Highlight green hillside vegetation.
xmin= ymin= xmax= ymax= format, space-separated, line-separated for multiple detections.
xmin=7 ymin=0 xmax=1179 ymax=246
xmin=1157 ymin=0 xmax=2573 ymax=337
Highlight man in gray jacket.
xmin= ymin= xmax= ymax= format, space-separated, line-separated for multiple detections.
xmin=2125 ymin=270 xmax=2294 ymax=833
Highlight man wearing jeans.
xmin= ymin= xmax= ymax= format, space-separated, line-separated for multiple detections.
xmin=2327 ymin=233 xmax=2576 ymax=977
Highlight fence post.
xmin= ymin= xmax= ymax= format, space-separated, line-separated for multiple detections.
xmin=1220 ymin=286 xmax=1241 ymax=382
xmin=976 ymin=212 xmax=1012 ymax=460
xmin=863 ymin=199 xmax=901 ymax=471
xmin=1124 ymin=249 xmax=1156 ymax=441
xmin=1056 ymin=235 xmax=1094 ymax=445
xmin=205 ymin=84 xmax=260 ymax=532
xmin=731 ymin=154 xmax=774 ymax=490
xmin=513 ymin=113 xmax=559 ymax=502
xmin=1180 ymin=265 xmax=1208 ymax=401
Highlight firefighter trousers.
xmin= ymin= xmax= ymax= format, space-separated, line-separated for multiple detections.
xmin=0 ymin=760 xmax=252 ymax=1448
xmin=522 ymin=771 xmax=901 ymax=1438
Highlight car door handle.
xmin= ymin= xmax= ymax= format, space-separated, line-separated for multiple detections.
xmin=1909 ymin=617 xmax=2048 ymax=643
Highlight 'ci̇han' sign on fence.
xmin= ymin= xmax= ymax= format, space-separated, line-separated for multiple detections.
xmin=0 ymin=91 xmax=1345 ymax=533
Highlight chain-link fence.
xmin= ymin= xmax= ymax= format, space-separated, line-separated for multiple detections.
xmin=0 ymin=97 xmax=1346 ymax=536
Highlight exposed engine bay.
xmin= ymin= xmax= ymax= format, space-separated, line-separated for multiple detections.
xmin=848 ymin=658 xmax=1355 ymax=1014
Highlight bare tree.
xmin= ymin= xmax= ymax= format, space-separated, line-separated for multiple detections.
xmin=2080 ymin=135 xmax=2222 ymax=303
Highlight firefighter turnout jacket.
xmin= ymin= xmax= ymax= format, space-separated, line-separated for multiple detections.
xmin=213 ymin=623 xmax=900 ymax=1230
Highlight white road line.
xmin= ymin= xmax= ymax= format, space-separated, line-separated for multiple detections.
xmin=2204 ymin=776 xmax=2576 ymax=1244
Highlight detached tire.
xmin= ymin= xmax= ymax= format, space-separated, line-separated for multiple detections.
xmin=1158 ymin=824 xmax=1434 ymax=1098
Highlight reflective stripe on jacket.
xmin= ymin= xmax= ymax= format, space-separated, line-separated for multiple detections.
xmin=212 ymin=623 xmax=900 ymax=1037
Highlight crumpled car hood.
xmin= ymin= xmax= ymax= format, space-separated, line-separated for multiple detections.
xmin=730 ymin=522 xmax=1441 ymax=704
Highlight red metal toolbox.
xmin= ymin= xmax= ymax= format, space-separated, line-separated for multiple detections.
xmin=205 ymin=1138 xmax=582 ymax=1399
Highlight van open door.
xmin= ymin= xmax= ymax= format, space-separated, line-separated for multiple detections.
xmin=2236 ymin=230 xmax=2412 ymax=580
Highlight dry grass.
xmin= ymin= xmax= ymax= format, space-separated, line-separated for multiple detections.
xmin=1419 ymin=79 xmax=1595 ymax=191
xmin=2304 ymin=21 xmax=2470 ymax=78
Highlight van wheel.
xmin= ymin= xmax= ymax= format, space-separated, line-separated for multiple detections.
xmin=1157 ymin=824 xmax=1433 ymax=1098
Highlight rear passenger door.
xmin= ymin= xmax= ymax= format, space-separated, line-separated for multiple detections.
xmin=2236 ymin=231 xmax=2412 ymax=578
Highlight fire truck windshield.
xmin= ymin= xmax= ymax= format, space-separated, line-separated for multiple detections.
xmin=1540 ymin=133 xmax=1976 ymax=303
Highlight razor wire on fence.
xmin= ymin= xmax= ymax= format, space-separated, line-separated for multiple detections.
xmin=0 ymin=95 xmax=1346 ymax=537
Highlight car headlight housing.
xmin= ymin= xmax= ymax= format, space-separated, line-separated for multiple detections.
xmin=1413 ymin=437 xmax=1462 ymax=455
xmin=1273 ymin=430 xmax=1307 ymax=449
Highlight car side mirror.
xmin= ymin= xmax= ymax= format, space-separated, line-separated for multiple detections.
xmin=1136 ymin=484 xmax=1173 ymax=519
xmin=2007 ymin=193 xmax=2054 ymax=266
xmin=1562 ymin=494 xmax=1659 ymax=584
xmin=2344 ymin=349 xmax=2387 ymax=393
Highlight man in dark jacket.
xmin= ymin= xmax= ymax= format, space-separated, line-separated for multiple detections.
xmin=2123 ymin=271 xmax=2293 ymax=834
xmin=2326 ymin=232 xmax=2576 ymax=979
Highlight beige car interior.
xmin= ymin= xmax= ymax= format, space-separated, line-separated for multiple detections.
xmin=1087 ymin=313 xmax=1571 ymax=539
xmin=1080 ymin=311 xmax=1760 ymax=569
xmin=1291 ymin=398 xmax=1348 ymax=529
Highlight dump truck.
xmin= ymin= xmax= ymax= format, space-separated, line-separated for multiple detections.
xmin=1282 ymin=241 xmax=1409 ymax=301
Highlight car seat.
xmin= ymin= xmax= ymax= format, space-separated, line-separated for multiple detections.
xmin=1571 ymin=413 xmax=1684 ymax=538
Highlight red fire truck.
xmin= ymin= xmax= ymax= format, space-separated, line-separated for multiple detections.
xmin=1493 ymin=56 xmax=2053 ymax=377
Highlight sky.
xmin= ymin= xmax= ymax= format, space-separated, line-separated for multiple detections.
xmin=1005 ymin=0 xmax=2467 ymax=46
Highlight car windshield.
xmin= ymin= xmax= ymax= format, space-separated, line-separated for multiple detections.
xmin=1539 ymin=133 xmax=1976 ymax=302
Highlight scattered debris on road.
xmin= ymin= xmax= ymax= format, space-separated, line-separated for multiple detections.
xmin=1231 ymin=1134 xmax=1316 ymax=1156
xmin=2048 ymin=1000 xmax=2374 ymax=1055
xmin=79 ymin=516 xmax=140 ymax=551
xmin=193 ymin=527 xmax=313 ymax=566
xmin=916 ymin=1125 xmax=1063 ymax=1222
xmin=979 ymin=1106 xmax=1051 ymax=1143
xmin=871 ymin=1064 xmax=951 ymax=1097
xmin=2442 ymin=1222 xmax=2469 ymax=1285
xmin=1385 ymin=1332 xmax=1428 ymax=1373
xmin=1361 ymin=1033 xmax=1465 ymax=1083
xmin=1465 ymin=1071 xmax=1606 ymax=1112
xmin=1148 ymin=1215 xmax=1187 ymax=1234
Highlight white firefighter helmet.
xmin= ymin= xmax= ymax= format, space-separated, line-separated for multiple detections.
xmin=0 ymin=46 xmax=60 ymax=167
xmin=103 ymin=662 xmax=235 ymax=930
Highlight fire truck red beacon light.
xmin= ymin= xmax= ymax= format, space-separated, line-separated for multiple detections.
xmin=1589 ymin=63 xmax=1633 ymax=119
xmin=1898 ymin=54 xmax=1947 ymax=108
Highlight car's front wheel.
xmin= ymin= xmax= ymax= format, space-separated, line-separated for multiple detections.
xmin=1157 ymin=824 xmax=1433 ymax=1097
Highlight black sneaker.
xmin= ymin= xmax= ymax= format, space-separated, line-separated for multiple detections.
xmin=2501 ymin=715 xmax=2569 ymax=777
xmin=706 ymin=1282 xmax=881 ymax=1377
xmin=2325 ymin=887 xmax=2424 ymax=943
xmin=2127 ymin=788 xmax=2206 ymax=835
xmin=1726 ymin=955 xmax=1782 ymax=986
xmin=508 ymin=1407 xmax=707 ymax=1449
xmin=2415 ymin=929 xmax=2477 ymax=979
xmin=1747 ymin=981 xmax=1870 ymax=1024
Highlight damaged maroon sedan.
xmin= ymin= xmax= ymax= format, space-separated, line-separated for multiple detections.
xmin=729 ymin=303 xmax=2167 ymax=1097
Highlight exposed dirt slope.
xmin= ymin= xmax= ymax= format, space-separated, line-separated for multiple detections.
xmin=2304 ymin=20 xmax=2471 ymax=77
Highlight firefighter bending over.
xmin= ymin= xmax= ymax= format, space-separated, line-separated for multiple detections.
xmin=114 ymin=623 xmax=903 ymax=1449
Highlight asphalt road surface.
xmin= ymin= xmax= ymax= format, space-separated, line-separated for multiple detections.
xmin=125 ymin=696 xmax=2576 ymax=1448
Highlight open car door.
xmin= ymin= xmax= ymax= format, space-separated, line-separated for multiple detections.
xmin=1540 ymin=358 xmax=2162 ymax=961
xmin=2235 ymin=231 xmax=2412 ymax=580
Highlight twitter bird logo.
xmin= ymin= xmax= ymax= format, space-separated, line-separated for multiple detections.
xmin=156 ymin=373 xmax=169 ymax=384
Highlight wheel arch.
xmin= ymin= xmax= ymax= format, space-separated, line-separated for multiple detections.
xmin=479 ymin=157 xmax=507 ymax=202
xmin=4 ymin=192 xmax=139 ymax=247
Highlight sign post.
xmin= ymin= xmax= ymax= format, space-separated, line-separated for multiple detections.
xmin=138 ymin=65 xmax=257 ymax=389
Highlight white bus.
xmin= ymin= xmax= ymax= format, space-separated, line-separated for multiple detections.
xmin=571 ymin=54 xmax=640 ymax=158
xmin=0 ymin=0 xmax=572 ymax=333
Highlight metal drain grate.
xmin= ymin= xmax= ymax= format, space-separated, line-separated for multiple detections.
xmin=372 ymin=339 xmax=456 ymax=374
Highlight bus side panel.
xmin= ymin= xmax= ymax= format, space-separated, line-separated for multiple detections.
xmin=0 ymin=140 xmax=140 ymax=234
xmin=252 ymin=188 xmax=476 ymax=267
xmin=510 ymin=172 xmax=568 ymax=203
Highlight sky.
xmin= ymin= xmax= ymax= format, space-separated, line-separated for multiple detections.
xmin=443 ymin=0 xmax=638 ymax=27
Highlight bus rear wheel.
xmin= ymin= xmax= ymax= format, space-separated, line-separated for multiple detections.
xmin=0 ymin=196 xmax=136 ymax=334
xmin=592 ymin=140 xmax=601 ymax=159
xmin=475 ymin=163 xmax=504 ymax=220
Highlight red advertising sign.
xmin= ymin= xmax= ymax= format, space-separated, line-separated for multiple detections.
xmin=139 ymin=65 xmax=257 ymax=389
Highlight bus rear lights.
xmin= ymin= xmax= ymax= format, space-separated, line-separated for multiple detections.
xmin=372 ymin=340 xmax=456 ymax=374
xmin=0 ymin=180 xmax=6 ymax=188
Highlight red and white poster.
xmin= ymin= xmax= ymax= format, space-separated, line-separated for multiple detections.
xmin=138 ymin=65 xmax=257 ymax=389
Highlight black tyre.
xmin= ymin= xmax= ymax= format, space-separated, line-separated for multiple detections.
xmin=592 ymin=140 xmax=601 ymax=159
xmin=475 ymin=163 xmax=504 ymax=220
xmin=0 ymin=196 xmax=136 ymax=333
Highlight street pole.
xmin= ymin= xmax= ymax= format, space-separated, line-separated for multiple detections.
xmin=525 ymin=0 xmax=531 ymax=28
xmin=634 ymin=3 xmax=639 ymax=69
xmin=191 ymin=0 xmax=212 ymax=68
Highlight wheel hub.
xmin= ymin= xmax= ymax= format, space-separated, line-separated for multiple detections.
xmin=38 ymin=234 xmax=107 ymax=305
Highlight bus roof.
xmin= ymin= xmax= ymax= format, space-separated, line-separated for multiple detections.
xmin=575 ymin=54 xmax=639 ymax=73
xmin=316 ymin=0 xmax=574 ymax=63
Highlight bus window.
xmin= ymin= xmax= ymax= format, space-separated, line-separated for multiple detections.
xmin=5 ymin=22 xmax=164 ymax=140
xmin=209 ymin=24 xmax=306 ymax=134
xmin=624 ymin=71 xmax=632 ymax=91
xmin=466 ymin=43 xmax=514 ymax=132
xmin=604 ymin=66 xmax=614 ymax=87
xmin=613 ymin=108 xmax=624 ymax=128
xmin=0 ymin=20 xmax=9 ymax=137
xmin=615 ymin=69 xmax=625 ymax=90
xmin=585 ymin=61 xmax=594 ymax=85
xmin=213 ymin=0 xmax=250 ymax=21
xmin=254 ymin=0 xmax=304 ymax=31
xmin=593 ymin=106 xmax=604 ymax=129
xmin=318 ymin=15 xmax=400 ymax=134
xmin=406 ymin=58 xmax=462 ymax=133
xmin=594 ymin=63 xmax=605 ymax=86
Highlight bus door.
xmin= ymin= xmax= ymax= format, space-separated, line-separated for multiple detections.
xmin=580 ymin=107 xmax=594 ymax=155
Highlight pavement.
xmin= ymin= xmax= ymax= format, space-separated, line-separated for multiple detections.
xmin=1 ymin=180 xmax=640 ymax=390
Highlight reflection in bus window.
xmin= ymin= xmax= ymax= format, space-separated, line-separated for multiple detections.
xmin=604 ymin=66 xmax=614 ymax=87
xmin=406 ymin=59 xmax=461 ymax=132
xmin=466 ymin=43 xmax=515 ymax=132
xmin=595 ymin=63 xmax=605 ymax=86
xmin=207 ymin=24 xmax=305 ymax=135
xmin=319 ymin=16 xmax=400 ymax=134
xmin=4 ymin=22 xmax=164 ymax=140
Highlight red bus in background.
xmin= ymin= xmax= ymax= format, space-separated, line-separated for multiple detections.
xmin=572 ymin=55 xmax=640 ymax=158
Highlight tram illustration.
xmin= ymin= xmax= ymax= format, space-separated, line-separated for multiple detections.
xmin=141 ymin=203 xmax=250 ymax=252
********************
For this exercise, repeat exactly the lines of the data above from the one with "Highlight man in gray jacket." down to the one with "Highlight fence post.", both end lines included.

Highlight man in gray jacket.
xmin= ymin= xmax= ymax= format, space-separated, line-separated for multiple detections.
xmin=2125 ymin=270 xmax=2294 ymax=833
Highlight man wearing jeans.
xmin= ymin= xmax= ymax= format, space-separated, line-separated for multiple detections.
xmin=2327 ymin=233 xmax=2576 ymax=977
Highlight fence post.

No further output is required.